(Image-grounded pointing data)

-- -- --

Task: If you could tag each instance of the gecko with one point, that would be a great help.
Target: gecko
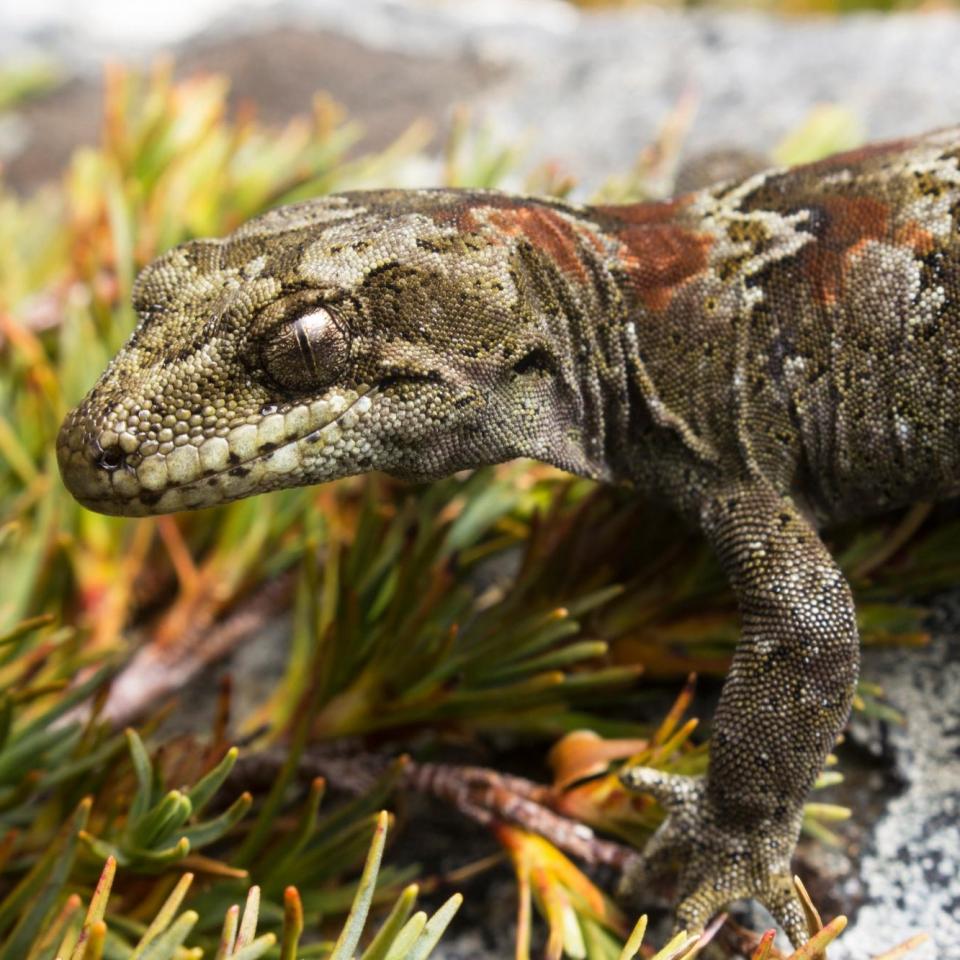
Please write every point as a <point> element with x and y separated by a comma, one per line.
<point>766,356</point>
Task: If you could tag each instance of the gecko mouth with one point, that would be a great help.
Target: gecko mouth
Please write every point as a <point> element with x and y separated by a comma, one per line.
<point>308,443</point>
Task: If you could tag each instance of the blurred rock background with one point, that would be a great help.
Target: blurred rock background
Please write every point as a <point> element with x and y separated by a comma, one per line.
<point>582,93</point>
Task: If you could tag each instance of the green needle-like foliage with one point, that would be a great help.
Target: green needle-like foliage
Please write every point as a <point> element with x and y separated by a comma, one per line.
<point>513,600</point>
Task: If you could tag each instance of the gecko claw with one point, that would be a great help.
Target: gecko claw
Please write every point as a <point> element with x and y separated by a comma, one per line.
<point>720,857</point>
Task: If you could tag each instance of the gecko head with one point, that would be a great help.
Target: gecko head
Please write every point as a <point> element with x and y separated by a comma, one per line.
<point>393,331</point>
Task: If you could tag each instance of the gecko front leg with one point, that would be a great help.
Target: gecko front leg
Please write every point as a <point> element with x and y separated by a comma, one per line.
<point>785,700</point>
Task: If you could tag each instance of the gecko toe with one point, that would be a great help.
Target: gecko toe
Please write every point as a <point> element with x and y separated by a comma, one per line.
<point>717,862</point>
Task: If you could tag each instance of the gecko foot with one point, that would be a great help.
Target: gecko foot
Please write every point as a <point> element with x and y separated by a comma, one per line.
<point>720,857</point>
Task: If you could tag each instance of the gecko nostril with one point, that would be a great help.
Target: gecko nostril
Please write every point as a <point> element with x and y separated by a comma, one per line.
<point>109,458</point>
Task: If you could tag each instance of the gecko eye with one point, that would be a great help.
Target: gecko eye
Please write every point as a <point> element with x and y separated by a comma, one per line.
<point>307,353</point>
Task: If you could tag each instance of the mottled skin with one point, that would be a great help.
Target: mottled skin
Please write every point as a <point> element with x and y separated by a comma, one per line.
<point>766,356</point>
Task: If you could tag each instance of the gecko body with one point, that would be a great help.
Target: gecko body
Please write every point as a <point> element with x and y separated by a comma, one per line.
<point>767,356</point>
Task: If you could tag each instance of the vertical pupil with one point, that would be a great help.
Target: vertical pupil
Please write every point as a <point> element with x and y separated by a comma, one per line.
<point>306,346</point>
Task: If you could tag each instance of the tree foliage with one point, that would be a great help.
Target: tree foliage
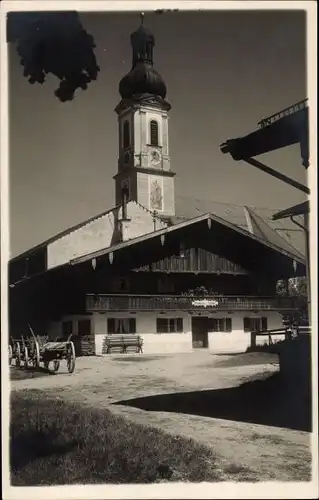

-- -- --

The entries are to be restated word for word, and no picture should appear in the copy.

Task: If you could tag each instance of the gecko with one point, that would be a great help.
Target: gecko
Please write every point as a <point> element with x and y separated by a comma, one per line.
<point>766,356</point>
Task: If you could tag each instance of the gecko mouth with one point, that would be a great help.
Target: gecko mouth
Please write every point as a <point> element with x and y separated by a comma, one per line.
<point>308,443</point>
Task: If you could tag each instance of the blurred rock background with one point, that would be a great help.
Target: blurred rock background
Please write every point as a <point> element with x and y separated by a comma, one per line.
<point>582,93</point>
Task: If you could tag each instance of the green needle-like foliage with one point, that would be a great help.
Target: green needle-like foliage
Please write every point as a <point> element with x and y separated by a comma, one per line.
<point>513,600</point>
Task: If you could tag each instance of the gecko claw with one point, that would be a great help.
Target: gecko claw
Please write every point as a <point> element with x and y separated by a comma, one per line.
<point>720,857</point>
Task: If you could tag each instance of the gecko head with one point, that would be a great help.
Target: gecko head
Please write every point as a <point> element with x and y separated by a comma, one per line.
<point>393,331</point>
Task: If you could tag each instance of the gecko front leg with one point, that would be a great help.
Target: gecko front leg
Please write every point as a <point> element with x and y separated by a comma, one per line.
<point>785,700</point>
Task: If you could tag each instance of the gecko toe with one point, that would be a great help.
Target: gecko toe
Please write every point as a <point> element with x and y separated by a comma, one per line.
<point>717,862</point>
Task: If you could tag each instance of the gecko foot with one point, that would be a great help.
Target: gecko foot
Please write every point as a <point> element with x and y separated by a comma, one per line.
<point>720,857</point>
Task: If you could tag each instance of the gecko nostril with one point, that would be a great help.
Target: gecko nostril
Please write every point as a <point> element with x and y separated by a comma, one per line.
<point>109,458</point>
Task: If you could tag each instance of the gecko eye with one point, that would be a great help.
Target: gecko eye
Please write every point as a <point> element with x and y separated by a comma, one per line.
<point>307,353</point>
Task: If you could tag each instance of the mottled skin with one point, that would be a great help.
Target: mottled skin
Please write every point as a <point> element with x and y separated by a comma, one per line.
<point>766,356</point>
Task: If you could tag each instance of the gecko body with one point, that would be a great help.
Target: gecko body
Please write every point as a <point> element with x and y separated by a comma, one per line.
<point>767,356</point>
Task: If you could tag each instance of the vertical pupil with one point, that would be a great help.
Target: vertical pupil
Please write every point as a <point> element with x and y separated by a comma, one per line.
<point>306,346</point>
Task: If you could tag each instance of the tree foliage with one point, that would be a great help.
Target: tree foliage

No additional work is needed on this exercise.